━━ DATA EXTRACT

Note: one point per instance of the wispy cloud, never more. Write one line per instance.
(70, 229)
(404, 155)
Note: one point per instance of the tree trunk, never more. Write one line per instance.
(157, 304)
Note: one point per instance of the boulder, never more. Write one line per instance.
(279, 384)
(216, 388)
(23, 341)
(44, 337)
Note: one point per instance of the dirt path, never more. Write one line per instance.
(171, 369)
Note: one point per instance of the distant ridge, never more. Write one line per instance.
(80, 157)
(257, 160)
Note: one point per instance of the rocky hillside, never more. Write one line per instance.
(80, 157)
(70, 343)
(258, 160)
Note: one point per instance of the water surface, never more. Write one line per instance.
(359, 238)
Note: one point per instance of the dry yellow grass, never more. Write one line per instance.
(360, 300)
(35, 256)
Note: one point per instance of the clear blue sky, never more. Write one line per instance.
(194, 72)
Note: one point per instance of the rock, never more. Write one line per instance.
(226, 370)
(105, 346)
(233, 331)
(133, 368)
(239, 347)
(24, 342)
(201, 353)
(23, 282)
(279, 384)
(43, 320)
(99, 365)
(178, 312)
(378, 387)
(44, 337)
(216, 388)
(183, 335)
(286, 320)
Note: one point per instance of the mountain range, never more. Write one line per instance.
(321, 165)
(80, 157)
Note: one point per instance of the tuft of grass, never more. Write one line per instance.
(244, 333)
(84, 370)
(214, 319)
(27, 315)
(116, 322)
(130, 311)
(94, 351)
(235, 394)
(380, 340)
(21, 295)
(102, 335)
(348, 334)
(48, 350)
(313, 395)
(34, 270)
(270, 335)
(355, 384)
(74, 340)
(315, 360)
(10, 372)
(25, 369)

━━━━

● TASK:
Can you reproduce the whole listing above, line for line, with no changes?

● CORRECT OUTPUT:
Note: one point per instance of the wispy cloud, never more. Write one line per instance.
(70, 229)
(404, 155)
Note: one point per instance of the tree trunk, never more. Write one line per instance.
(157, 304)
Note: one point per instance of the boulder, never more. Write one line per instance.
(279, 384)
(216, 388)
(23, 341)
(44, 337)
Note: one point per instance of the dirt path, never more. Write one line per instance.
(171, 369)
Note: one point per instance of the distant ridge, never more. Write one line per instance.
(80, 157)
(257, 160)
Note: one point per instance of the rocky hillside, never more. Write one line per instance.
(80, 157)
(70, 343)
(258, 160)
Note: one point per instance of the water surface, never more. Write one line per instance.
(359, 238)
Note: one point per instance of the dry yellow grass, never more. Write one line per instance.
(360, 300)
(35, 256)
Note: one point per instance of the clear blue sky, never more. Write one line per instance.
(194, 72)
Note: one point per instance of the rock, never more. Write one line per instance.
(226, 370)
(105, 346)
(233, 331)
(133, 368)
(239, 347)
(24, 342)
(201, 353)
(23, 282)
(279, 384)
(43, 320)
(99, 365)
(178, 312)
(378, 387)
(44, 337)
(216, 388)
(183, 335)
(286, 320)
Note: one point per instance of the mountain range, never more. Write one line per instance.
(321, 165)
(80, 157)
Note: one point per instance of the tuft of grass, never more. Write one line per instance.
(244, 333)
(84, 370)
(214, 319)
(27, 315)
(116, 322)
(130, 311)
(94, 351)
(235, 394)
(380, 340)
(21, 295)
(102, 335)
(348, 334)
(48, 350)
(313, 395)
(34, 270)
(270, 335)
(355, 384)
(74, 340)
(315, 360)
(10, 372)
(25, 369)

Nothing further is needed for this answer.